Given passage -
****************

The approach taken in this book has two notable simplifying features:

  1. Studying "matrix Lie groups" (closed subgroups of $\mathrm{GL}_n$) instead of general Lie groups.
  2. Defining reductive as "is the complexification of the Lie algebra of a compact matrix Lie group" and semisimple as "reductive and center-free." I'll call these compact-reductive and compact-semisimple.

Both of these are nice simplifications that allow one to avoid some technical issues while still getting at the most important material for an introductory course. The latter is very nicely motivated by the question of trying to classify compact Lie groups via Lie algebra theory.

****************

Source material -
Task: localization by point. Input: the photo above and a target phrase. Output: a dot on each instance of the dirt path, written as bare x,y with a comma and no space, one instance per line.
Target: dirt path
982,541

****************

What you will do -
A. Reproduce the passage on matrix Lie groups from "The approach taken" up to and including "compact-reductive and compact-semisimple.".
B. Carry on with the passage on matrix Lie groups, picking up after its final sentence.
The listing has no connection to the passage on matrix Lie groups.

Answer list -
A.
The approach taken in this book has two notable simplifying features:

  1. Studying "matrix Lie groups" (closed subgroups of $\mathrm{GL}_n$) instead of general Lie groups.
  2. Defining reductive as "is the complexification of the Lie algebra of a compact matrix Lie group" and semisimple as "reductive and center-free." I'll call these compact-reductive and compact-semisimple.

B.
However, one of my students pointed out today a possible problem with combining these two simplifications. It is easy to see that any compact-semisimple Lie algebra is a direct sum of simple Lie algebras, but it is not obvious that these simple summands are themselves compact-semisimple! This means you can't just reduce the classification of compact-semisimple Lie algebras to compact-simple Lie algebras. It seems to me (and this may be my error) that Hall never deals with this issue and tacitly assumes that the simple summands are compact-simple

The obvious theorem to use to get around this issue is the following (Hall Thm 5.11):

Suppose that G is a simply connected matrix Lie group and the Lie algebra $\mathfrak{g}$ of G decomposes as $\mathfrak{g} \cong \mathfrak{h}_1 \oplus \mathfrak{h}_2$. Then there exists closed, simply connected subgroups $H_1$ and $H_2$ of $G$ with Lie algebras $\mathfrak{h}_1$ and $\mathfrak{h}_2$ such that $G = H_1 \times H_2$.

However, there's now a problem, because the compact group $K$ whose complixified Lie algebra of $\mathfrak{g}$ need not have a matrix universal cover! (e.g. $\mathrm{SL}_2(\mathbb{R})$). So this argument won't work in Hall's setting.

Is there some simple way to avoid this issue so that one can use both simplifying approaches 1 and 2 simultaneously?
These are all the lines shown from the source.